-- Start of RECORDS FOR THE TASK --

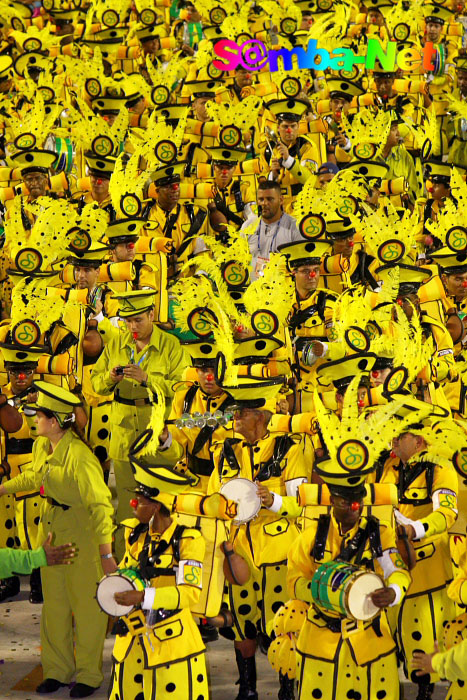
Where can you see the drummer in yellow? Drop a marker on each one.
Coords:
(158, 651)
(333, 662)
(278, 463)
(76, 506)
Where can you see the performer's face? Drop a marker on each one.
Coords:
(384, 86)
(243, 77)
(461, 82)
(36, 183)
(344, 512)
(207, 382)
(145, 508)
(223, 174)
(123, 252)
(433, 31)
(288, 132)
(86, 277)
(407, 445)
(21, 379)
(455, 284)
(306, 278)
(142, 324)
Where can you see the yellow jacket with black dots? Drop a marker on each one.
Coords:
(279, 461)
(171, 563)
(428, 498)
(313, 548)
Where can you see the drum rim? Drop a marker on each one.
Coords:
(237, 521)
(115, 574)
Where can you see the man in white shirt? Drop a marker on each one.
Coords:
(274, 227)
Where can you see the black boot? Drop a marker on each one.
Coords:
(425, 691)
(9, 587)
(247, 680)
(35, 595)
(286, 691)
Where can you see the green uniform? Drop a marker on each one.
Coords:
(164, 361)
(77, 509)
(19, 561)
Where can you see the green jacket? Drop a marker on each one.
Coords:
(20, 561)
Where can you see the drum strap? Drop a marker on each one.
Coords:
(206, 433)
(146, 567)
(229, 455)
(408, 475)
(322, 530)
(189, 398)
(355, 548)
(272, 467)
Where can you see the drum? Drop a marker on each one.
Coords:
(344, 588)
(244, 493)
(121, 580)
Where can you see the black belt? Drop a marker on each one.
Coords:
(55, 503)
(15, 446)
(201, 467)
(158, 615)
(131, 402)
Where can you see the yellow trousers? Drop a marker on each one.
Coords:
(181, 680)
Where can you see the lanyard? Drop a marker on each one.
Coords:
(273, 239)
(132, 357)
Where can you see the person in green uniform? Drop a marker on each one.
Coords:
(24, 561)
(142, 358)
(76, 506)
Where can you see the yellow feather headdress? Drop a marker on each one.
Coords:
(274, 290)
(33, 120)
(374, 429)
(452, 214)
(243, 115)
(87, 126)
(377, 228)
(368, 127)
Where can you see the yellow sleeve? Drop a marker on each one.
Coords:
(300, 565)
(298, 470)
(100, 377)
(94, 493)
(186, 592)
(445, 488)
(452, 664)
(30, 479)
(457, 589)
(390, 565)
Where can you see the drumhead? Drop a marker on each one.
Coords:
(244, 493)
(114, 583)
(359, 603)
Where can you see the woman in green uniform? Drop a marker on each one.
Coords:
(76, 507)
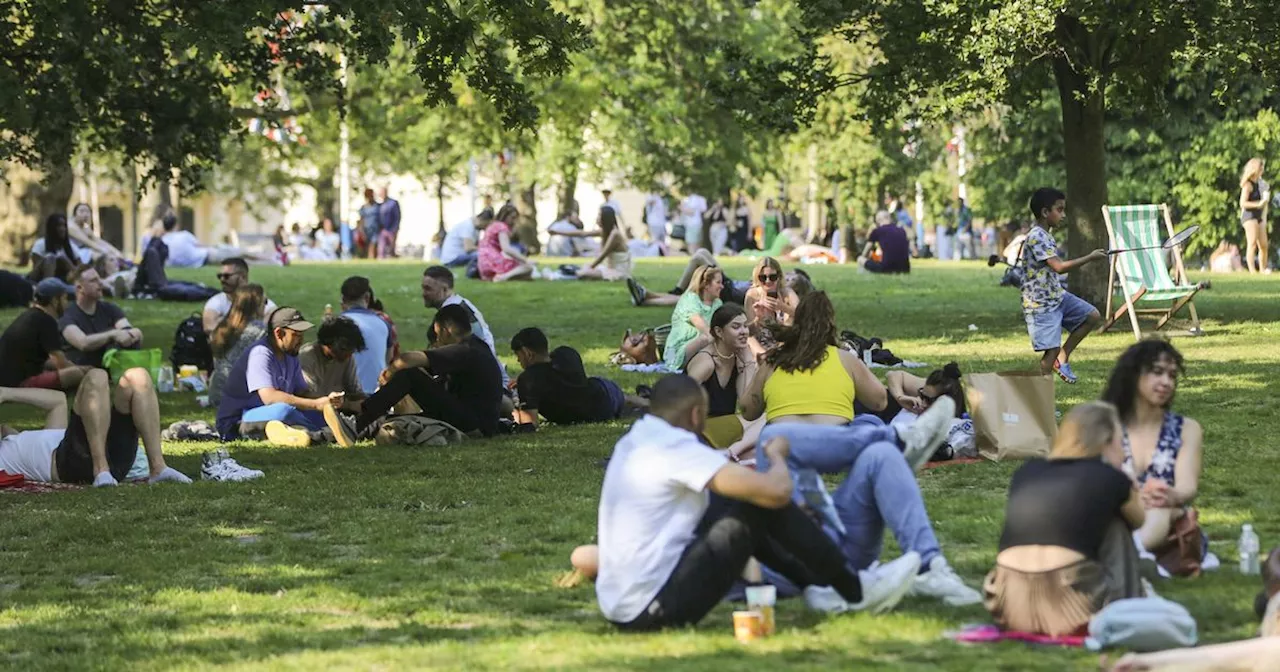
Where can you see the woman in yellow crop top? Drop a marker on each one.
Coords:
(807, 389)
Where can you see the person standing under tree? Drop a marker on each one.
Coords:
(1046, 305)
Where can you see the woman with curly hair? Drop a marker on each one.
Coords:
(807, 389)
(1161, 448)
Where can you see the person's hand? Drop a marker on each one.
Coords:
(777, 449)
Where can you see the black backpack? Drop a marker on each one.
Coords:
(191, 346)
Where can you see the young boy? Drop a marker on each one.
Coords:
(1048, 307)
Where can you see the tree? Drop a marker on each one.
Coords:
(154, 78)
(955, 56)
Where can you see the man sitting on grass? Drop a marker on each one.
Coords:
(266, 392)
(556, 384)
(91, 325)
(329, 364)
(101, 439)
(31, 348)
(457, 382)
(679, 521)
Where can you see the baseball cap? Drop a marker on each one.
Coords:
(288, 318)
(50, 288)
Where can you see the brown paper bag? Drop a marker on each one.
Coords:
(1013, 414)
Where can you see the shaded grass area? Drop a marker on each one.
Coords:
(394, 557)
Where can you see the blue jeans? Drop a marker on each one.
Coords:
(311, 420)
(880, 488)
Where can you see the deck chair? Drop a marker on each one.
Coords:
(1142, 277)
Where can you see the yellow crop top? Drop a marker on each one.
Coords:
(823, 391)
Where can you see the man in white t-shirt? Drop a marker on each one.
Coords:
(656, 218)
(691, 210)
(460, 243)
(232, 275)
(679, 522)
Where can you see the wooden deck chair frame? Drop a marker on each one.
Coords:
(1132, 295)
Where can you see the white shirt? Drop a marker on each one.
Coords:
(653, 498)
(222, 305)
(30, 453)
(693, 206)
(184, 250)
(453, 245)
(656, 211)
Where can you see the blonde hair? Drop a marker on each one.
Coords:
(1252, 168)
(702, 278)
(1086, 432)
(766, 263)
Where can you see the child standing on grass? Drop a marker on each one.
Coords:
(1047, 306)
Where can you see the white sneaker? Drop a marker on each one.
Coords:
(886, 585)
(824, 599)
(923, 438)
(942, 583)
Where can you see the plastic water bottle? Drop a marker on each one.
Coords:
(1249, 548)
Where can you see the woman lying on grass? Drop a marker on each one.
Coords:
(1161, 448)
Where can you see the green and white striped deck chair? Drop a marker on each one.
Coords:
(1142, 275)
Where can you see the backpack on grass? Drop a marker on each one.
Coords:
(191, 346)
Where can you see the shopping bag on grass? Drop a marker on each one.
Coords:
(1013, 414)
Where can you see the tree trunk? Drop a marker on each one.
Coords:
(528, 227)
(568, 187)
(1083, 141)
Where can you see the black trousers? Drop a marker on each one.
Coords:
(728, 535)
(435, 400)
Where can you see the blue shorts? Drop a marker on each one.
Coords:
(1046, 328)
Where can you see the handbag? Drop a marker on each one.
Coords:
(1184, 548)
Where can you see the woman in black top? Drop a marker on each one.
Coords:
(725, 369)
(1066, 548)
(1253, 200)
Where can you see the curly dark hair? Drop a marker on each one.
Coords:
(803, 344)
(1121, 389)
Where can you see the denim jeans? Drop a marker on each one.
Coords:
(880, 488)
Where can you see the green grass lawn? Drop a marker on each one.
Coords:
(394, 557)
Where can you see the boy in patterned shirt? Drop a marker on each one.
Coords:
(1046, 305)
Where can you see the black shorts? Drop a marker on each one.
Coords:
(76, 464)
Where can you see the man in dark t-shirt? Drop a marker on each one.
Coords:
(556, 385)
(457, 382)
(894, 245)
(91, 325)
(32, 343)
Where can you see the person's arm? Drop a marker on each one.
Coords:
(753, 401)
(769, 489)
(867, 388)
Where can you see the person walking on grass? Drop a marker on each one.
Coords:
(1046, 305)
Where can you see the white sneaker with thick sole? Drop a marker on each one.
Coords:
(942, 583)
(923, 438)
(886, 585)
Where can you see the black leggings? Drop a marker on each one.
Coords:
(728, 535)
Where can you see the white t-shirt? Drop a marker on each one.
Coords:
(184, 250)
(453, 245)
(30, 453)
(693, 206)
(222, 305)
(653, 498)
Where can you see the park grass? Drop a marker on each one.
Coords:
(396, 557)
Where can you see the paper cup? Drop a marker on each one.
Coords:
(748, 626)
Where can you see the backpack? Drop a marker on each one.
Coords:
(191, 346)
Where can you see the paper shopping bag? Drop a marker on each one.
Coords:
(1013, 414)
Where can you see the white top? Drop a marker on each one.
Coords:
(30, 453)
(693, 206)
(656, 211)
(184, 250)
(222, 305)
(453, 245)
(653, 499)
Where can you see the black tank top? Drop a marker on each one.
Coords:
(721, 400)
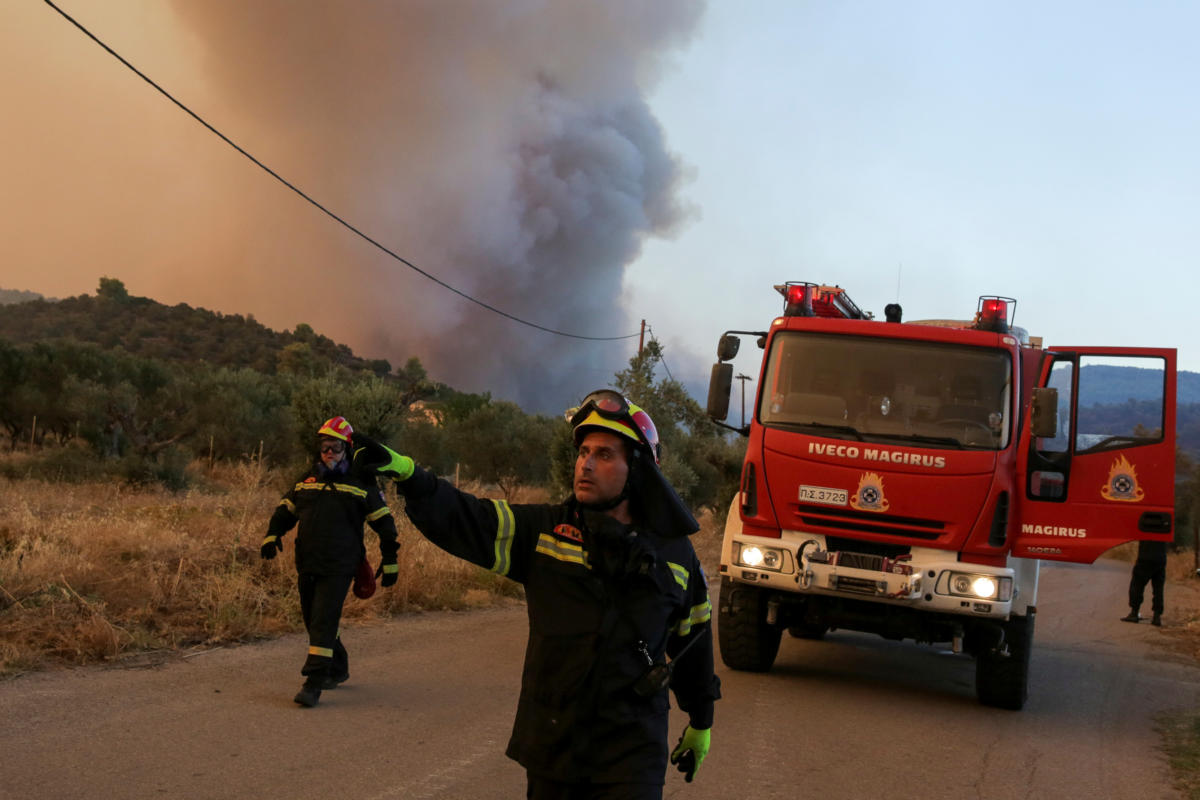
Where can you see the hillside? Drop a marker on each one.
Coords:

-- End of RECORDS FOR THE TASK --

YOUR TASK »
Render the rows from the line containing "Where can you see the green and" through the line containing "(1184, 548)" as a JSON array of strings, one string per line, with blank lines omitted.

FINISHED EXERCISE »
[
  "Where can you see the green and white striped deck chair? Drop a marker on each one.",
  "Coords:",
  "(1142, 275)",
  "Where can you see the backpack on grass? Drop a marker on each one.",
  "Coords:",
  "(191, 346)",
  "Where can you see the shopping bag on grass? Drop a marker on each one.",
  "Coords:",
  "(1013, 414)",
  "Where can you see the tree trunk? Drop a marker on each one.",
  "Coords:",
  "(528, 227)",
  "(568, 187)",
  "(1083, 141)",
  "Where can you see the black trousers? Drop a marker on each one.",
  "Coords:",
  "(728, 535)",
  "(435, 400)",
  "Where can you see the blue shorts? Drop a marker on each one.",
  "Coords:",
  "(1046, 328)",
  "Where can you see the handbag? Drop a marker on each one.",
  "Coords:",
  "(1184, 548)"
]